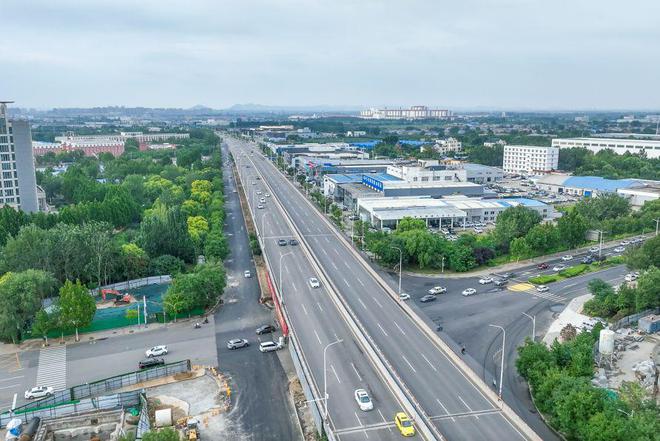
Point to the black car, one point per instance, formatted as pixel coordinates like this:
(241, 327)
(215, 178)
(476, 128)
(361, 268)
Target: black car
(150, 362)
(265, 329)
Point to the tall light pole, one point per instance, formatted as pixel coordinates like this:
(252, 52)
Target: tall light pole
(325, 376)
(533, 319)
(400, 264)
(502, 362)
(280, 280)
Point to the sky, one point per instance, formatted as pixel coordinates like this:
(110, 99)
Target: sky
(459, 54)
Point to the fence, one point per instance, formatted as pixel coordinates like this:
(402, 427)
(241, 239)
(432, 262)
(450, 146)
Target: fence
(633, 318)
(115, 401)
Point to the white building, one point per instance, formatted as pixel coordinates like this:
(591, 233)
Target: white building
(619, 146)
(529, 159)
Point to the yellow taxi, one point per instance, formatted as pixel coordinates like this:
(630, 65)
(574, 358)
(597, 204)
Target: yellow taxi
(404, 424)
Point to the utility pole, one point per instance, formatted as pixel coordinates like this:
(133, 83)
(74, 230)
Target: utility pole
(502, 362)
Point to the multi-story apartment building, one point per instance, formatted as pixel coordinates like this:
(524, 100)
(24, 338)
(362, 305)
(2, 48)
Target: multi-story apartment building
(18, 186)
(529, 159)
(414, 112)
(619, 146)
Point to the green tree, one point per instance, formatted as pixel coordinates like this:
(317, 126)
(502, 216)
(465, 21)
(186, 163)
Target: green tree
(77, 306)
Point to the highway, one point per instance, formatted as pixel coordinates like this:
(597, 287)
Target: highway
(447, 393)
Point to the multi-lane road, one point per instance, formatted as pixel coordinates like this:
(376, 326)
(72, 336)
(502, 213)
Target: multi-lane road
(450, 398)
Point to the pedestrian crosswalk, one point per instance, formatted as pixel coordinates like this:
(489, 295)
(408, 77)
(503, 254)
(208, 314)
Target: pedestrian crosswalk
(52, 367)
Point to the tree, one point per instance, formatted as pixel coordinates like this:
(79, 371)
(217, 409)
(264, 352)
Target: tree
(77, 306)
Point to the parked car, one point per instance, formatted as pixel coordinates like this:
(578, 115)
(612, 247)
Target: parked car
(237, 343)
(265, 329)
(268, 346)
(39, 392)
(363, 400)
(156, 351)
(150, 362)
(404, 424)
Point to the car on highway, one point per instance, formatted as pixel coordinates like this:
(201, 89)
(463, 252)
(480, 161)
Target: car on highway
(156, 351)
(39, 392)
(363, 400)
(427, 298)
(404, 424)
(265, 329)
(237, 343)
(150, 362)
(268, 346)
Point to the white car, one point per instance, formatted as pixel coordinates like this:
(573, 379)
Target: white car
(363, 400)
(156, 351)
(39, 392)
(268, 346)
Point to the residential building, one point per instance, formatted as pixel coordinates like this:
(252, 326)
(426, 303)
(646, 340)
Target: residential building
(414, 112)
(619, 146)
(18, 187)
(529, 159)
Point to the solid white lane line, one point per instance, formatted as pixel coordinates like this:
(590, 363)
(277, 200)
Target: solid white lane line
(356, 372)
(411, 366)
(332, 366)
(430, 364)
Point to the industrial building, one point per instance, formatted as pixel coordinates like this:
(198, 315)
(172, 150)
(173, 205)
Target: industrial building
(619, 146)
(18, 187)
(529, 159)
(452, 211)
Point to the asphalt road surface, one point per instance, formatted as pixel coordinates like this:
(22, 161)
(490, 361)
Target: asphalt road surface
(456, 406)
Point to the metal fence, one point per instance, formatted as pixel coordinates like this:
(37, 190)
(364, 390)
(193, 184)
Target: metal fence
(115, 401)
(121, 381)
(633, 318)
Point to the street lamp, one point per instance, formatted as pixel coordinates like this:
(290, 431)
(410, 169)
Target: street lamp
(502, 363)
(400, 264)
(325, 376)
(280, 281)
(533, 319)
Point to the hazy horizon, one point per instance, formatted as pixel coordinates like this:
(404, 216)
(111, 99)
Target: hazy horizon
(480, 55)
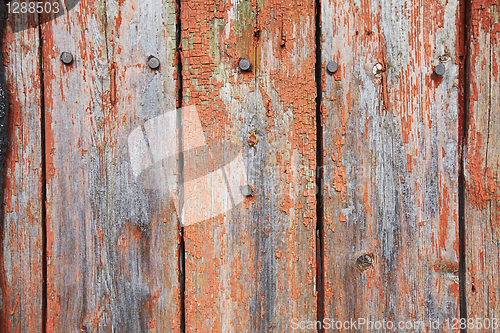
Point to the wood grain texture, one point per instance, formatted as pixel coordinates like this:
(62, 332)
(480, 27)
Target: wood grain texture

=== Problem statement ===
Reproduce all of the rows above word for word, leaving out the pictures.

=== Problem solution ===
Point to the black car, one point per instance, formatted as pixel coordinates like this:
(241, 327)
(215, 178)
(476, 128)
(361, 268)
Target: black car
(150, 362)
(265, 329)
Point to the tall light pole, one point per instance, formatted as pixel coordinates like this:
(252, 52)
Target: tall light pole
(325, 376)
(533, 319)
(400, 264)
(502, 362)
(280, 280)
Point to the sky, one point per instance, formatted as pixel coordinates like this:
(110, 99)
Target: sky
(459, 54)
Point to the fence, one point per instance, formatted as pixel coordinates like this:
(402, 427)
(241, 239)
(432, 262)
(450, 146)
Target: fence
(633, 318)
(115, 401)
Point to the white building, one point per instance, formatted as pixel coordinates like this:
(591, 233)
Target: white building
(619, 146)
(529, 159)
Point to the yellow taxi, one point per instance, formatted as pixel coordinates like this:
(630, 65)
(574, 358)
(597, 204)
Target: yellow taxi
(404, 424)
Point to the utility pole, one point per instance, formatted as pixel coordinates like this:
(133, 83)
(74, 230)
Target: utility pole
(502, 362)
Point to the multi-story apartment building, one point per instance, formatted as pixel coordinates like this:
(524, 100)
(24, 338)
(362, 305)
(2, 48)
Target: multi-story apartment building
(18, 186)
(529, 159)
(414, 112)
(619, 146)
Point to the green tree, one point per instance, formatted as pixel coordinates like this:
(317, 126)
(502, 216)
(465, 21)
(186, 163)
Target: green tree
(77, 306)
Point to the highway, one point per instance, formatted as pixel coordinates like this:
(597, 287)
Target: highway
(447, 393)
Point to the multi-lane road, one point per instance, formatted as pixel coordinates like this:
(376, 326)
(72, 336)
(502, 213)
Target: multi-lane road
(450, 398)
Point to the pedestrian crosswalk, one point per instance, formatted as pixel coordinates like this:
(489, 295)
(408, 77)
(503, 254)
(208, 314)
Target: pedestrian crosswalk
(52, 367)
Point to the tree, one point per instance, formatted as pixel coordinates like this:
(79, 371)
(217, 409)
(264, 352)
Target: tree
(77, 306)
Point to the parked car, one point per instance, formatted as pixel coordinates like this:
(578, 115)
(612, 247)
Target: parked car
(237, 343)
(265, 329)
(268, 346)
(39, 392)
(363, 400)
(156, 351)
(150, 362)
(404, 424)
Point to the car on highway, one point per instance, formatted as pixel coordinates like this:
(201, 89)
(463, 252)
(480, 161)
Target: car on highway
(156, 351)
(39, 392)
(363, 400)
(427, 298)
(404, 424)
(265, 329)
(237, 343)
(150, 362)
(268, 346)
Point to the white car, one point per instance, formatted as pixel coordinates like this:
(573, 379)
Target: white car
(363, 400)
(156, 351)
(39, 392)
(268, 346)
Point to the residential building, one point per instance, formatted as pixel coordinates like this:
(252, 326)
(426, 303)
(646, 340)
Target: residential building
(414, 112)
(619, 146)
(18, 187)
(529, 159)
Point to the solid white lane line, one point per instance, formatted as pixel coordinates like this:
(590, 363)
(277, 200)
Target: solid white lane line
(356, 372)
(411, 366)
(332, 366)
(430, 364)
Point to the industrial building, one point per instance, formatted as pixel coordinates like this:
(198, 315)
(172, 150)
(173, 205)
Target: industrial building
(619, 146)
(18, 187)
(529, 159)
(452, 211)
Point to the asphalt road surface, one point per instance, formatted as pixel coordinates like this:
(22, 161)
(490, 361)
Target: asphalt road surface
(456, 406)
Point to the metal fence, one point per instance, formatted as pixel coordinates like this:
(37, 190)
(364, 390)
(193, 184)
Target: metal fence
(115, 401)
(121, 381)
(633, 318)
Point to the street lamp, one point per instance, formatted as pixel coordinates like this:
(290, 431)
(410, 169)
Target: street lamp
(502, 363)
(400, 264)
(325, 376)
(280, 281)
(533, 319)
Point to the hazy horizon, one point per instance, formatted as pixel coordinates like this:
(404, 216)
(111, 99)
Target: hazy horizon
(480, 55)
Point to the wood grain texture, one point per instance, formatted as pixel coordinates like this:
(62, 332)
(480, 27)
Target: wood grain texture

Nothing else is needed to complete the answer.